#### Exercise passage:
====================

Du Nann Winter (2003) argues that psychologists have tended to stay in their labs or consulting rooms and deal with trauma as if it all played out in people’s heads, rather than seeking to apply insights to real-world crises. The APA has recognised this failure, recently commissioning a taskforce challenged to articulate the contribution of psychology to remedying a global catastrophe (Kurtzman & Singer, 2010). Concepts such as discounting, cognitive dissonance, cognitive distancing and risk evaluation are seen to help in explaining and responding to global warming; concepts such as stress and coping responses are seen to moderate and mediate the psychosocial impacts of climate change. Indeed, the report enumerates nine specific contributions psychology could make in the debate.
And yet, the reality is relative silence from social psychology. This author is wont to believe that sometimes the real issue is not social psychology’s ability to change behaviour directly or indirectly, but rather its ability to engage in the marketing of its ideas to a non-scientific audience. The disposition of psychology may indeed be that it does not readily involve itself in affairs of State (McKenzie, 2010), but this is hardly a reasonable attitude in times of crisis. Indeed, if psychology is about improving the lot of human beings, it must have the courage of its own convictions and speak up.
Perhaps the issue is more complex and for philosophical reasons social psychologists have not been as loud or influential as perhaps they might. In the early 1980s, Ronald Reagan enunciated the Republican agenda thus: “Government is not the solution to our problem. Government is the problem” (Reagan, 1981). Margaret Thatcher (1987) declared in Britain, in the same decade, that “There is no such thing as society”. De Gournay (1750) in 18thcentury France was the first to popularise the extreme of non-intervention – ‘laissez faire et laissez passer’– or ‘do as you will and let things be’. All of these may act as a brake to the discipline’s propensity to engage. And yet, some argue vociferously that psychologists have a responsibility to contribute to efforts to address pressing social issues e.g. climate change (Clayton & Brook, 2005). Social Psychology is a science of ideas, not politics, and yet its core justification is its ability to improve the well-being of society through understanding. Perhaps bringing change is a natural outcome, rather than the core purpose of its charter, which aims towards greater insight into people when in the presence of others (Allport, 1985).

====================

(Phrase grounding data)
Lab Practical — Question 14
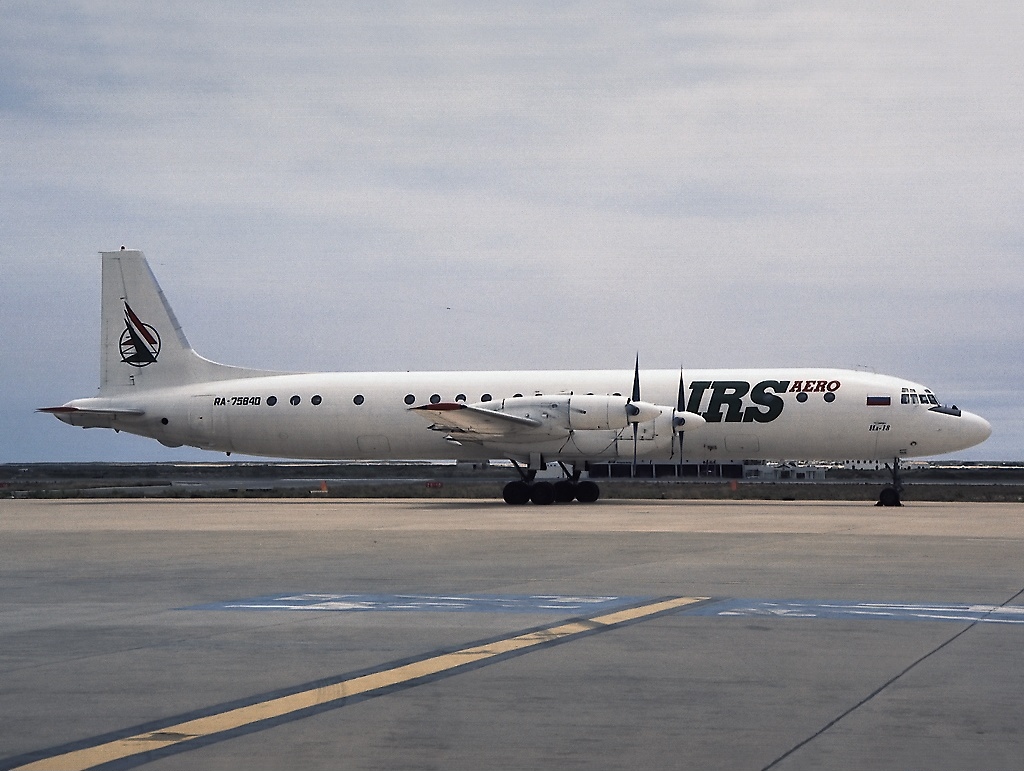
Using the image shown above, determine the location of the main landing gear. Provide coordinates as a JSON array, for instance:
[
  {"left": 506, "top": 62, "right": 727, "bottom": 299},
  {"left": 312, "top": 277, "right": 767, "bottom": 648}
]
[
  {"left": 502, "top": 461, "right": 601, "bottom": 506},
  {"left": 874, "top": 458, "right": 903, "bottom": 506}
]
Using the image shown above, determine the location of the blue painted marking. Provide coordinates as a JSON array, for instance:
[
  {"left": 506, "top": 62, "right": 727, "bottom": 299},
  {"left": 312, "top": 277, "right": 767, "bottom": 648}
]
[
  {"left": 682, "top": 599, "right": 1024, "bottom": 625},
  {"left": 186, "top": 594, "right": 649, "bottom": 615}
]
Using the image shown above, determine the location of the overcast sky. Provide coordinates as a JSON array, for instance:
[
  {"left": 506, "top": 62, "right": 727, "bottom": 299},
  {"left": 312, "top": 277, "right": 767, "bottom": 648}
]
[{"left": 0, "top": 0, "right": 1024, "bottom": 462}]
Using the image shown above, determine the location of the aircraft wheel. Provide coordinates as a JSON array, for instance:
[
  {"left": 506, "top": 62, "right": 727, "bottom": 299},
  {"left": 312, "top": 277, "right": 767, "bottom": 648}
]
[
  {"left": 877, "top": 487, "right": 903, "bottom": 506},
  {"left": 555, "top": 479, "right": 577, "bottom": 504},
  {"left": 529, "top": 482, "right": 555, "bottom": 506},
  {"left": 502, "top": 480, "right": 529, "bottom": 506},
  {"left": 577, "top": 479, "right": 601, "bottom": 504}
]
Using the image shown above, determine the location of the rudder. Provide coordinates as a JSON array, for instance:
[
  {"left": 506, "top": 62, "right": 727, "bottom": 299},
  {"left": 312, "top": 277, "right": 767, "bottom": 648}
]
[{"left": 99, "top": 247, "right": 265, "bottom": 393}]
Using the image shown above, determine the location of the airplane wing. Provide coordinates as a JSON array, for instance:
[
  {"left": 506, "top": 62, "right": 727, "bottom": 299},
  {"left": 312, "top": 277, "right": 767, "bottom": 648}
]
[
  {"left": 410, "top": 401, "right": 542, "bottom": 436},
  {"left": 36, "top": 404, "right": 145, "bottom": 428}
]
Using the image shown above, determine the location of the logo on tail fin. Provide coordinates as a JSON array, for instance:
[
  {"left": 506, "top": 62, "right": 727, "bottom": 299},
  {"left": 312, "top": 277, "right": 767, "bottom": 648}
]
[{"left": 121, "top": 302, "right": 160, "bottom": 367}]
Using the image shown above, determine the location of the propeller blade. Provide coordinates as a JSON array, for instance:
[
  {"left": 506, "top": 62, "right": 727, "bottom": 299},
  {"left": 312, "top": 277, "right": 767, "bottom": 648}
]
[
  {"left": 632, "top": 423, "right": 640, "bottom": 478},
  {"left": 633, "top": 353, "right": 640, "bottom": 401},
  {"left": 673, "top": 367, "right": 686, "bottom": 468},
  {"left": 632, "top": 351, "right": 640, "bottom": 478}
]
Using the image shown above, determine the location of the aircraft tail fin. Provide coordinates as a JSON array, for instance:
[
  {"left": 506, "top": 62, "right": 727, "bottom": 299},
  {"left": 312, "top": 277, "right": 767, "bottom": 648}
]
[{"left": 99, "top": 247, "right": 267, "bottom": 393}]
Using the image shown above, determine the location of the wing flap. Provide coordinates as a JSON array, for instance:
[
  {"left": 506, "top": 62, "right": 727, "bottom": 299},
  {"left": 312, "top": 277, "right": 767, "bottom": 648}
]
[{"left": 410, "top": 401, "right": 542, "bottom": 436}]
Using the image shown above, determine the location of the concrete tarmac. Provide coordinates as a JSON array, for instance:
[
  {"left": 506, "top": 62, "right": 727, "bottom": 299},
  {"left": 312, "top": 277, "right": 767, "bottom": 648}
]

====================

#### Aim of the exercise:
Please continue the passage on social psychology and climate change, starting after its final sentence.

#### Your response:
In conclusion, it is considered that social psychology indeed can and could exert a significant role in changing behaviour and well-being among people. Its primary means of doing so is by becoming a source of substantiated insight and an honest broker of substantiated understanding. Ours is a discipline that has many tools at its disposal to rock, if not lead, some of the most important debates in our society. Much more the issue, it would seem, is social psychology’s willingness to take up this challenge and assert its role. Perhaps Thaler and Sunstein offer a new model of approach. Their ‘nudge’ approach and paradoxical ‘Libertarian Paternalism’ smack of a new and accessible psychological language, from the Gladwellian school. In truth, stirring debate is no mean achievement, as thinking and governing are honed through engagement.